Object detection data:
········

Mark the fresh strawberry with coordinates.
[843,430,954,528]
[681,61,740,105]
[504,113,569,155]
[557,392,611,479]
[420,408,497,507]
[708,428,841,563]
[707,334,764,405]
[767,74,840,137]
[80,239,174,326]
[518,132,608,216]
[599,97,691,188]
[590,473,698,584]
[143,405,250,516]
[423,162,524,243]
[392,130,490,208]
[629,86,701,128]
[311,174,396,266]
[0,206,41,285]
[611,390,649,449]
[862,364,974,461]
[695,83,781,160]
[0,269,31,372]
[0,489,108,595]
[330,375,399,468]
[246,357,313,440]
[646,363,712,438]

········

__Stated task__
Retype all of the entries above line by line, changing nothing.

__Answer__
Mark the fresh strawberry with coordinates.
[843,430,954,528]
[681,61,740,105]
[504,113,569,155]
[557,392,611,479]
[420,408,497,507]
[708,428,841,563]
[707,334,764,405]
[767,74,840,137]
[80,239,174,326]
[518,132,608,216]
[599,97,691,188]
[590,473,698,584]
[143,405,250,516]
[423,162,524,243]
[392,130,490,208]
[629,86,701,128]
[311,174,396,266]
[0,206,41,285]
[611,390,649,449]
[862,364,974,461]
[695,83,781,160]
[0,269,31,372]
[0,489,108,595]
[330,375,399,468]
[246,357,313,440]
[646,363,712,438]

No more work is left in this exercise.